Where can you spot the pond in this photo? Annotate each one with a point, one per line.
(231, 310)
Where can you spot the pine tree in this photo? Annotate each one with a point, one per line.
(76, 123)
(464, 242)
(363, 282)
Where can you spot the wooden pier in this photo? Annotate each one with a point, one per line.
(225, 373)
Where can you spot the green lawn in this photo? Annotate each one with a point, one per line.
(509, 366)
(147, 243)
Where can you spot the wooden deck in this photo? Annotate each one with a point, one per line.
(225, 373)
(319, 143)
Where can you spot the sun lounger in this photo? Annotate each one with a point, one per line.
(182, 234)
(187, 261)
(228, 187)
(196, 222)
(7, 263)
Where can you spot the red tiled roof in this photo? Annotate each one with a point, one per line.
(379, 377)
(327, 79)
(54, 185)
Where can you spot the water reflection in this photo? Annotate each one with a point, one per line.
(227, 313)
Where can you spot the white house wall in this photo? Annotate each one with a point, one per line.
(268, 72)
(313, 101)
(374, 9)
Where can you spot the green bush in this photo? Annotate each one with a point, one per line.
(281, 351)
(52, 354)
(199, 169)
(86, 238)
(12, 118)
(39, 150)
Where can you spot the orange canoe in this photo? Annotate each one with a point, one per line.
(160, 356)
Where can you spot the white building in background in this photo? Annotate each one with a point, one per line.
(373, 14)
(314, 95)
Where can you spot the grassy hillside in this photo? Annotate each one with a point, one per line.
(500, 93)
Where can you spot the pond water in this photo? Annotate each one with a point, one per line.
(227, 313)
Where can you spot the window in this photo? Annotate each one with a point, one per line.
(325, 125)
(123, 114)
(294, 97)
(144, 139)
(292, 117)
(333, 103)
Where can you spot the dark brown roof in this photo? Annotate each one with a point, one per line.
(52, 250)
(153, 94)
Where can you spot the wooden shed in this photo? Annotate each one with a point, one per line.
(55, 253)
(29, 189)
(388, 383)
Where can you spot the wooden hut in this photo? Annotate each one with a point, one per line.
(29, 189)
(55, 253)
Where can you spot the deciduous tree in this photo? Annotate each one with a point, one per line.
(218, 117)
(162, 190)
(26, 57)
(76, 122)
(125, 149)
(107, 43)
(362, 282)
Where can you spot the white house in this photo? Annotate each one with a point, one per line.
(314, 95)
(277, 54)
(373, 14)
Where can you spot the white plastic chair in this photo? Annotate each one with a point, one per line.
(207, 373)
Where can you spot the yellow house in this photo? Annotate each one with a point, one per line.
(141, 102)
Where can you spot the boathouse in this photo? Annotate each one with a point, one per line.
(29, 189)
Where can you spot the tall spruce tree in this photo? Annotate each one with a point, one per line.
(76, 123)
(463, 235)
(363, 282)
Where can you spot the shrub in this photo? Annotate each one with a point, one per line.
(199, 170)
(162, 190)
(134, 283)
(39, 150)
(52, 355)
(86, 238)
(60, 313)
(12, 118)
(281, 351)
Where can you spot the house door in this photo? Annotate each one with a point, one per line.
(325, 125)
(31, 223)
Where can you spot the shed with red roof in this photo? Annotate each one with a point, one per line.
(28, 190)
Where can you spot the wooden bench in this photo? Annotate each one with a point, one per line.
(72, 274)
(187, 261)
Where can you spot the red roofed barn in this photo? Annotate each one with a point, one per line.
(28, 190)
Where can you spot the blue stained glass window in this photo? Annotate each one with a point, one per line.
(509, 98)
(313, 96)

---

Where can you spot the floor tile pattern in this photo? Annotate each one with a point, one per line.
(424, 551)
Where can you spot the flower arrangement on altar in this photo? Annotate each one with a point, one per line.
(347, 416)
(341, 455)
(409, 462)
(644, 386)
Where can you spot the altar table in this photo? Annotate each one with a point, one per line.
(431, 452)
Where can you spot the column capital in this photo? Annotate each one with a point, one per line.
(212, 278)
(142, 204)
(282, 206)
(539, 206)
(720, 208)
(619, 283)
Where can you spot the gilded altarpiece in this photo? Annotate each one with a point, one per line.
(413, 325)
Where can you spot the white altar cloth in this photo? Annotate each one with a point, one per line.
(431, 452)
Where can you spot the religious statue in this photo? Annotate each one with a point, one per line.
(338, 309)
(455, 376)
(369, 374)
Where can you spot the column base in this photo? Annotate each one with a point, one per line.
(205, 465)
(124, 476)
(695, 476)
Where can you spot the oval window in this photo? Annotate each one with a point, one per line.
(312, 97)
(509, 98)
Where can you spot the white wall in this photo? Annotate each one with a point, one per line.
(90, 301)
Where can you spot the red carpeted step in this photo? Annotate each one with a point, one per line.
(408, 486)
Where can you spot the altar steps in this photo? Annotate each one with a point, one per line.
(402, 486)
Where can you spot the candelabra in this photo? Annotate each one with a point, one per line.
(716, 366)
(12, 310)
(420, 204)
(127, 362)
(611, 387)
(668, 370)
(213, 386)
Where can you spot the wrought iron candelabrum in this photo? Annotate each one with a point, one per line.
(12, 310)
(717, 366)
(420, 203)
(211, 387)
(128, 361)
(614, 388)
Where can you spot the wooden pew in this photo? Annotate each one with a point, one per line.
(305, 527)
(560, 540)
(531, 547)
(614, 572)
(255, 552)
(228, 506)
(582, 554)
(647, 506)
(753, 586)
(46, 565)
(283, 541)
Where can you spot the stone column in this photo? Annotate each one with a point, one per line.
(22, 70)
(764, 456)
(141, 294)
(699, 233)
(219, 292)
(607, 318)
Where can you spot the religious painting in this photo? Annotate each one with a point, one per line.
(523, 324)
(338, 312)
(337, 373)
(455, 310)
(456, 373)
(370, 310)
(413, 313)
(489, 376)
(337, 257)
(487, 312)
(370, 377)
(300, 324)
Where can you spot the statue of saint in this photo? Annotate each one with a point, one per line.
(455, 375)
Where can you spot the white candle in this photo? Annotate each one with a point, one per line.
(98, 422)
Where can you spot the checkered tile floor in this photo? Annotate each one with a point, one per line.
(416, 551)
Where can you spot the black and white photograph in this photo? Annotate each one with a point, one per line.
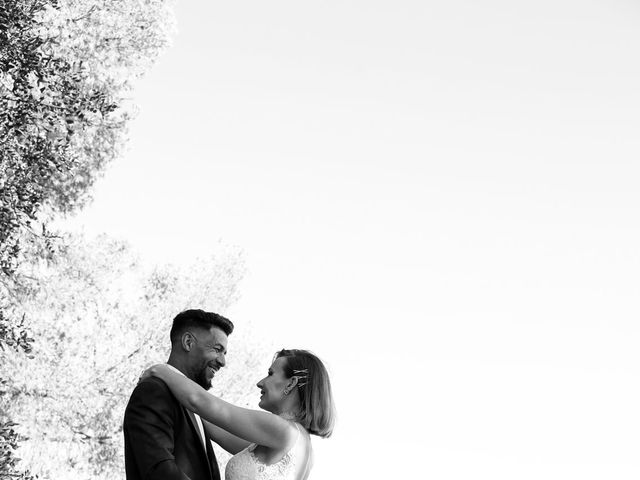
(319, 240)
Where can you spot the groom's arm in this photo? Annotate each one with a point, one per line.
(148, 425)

...

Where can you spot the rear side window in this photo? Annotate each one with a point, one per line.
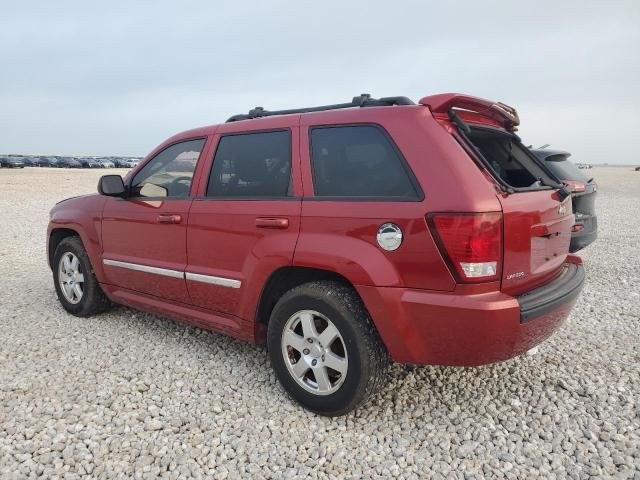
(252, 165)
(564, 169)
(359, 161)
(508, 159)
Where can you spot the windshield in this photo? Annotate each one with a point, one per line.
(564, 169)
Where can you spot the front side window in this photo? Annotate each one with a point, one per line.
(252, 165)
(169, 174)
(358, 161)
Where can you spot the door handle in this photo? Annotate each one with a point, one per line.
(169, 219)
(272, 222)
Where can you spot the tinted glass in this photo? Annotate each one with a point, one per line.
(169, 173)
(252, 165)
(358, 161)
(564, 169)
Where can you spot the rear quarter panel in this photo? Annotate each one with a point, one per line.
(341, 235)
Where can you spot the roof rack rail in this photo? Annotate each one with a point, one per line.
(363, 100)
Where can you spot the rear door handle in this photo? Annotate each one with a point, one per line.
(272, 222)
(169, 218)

> _TASK REQUIREMENTS_: How many lines of the entries above contain the word "shed"? Give only the number.

> _TASK ANSWER_: 2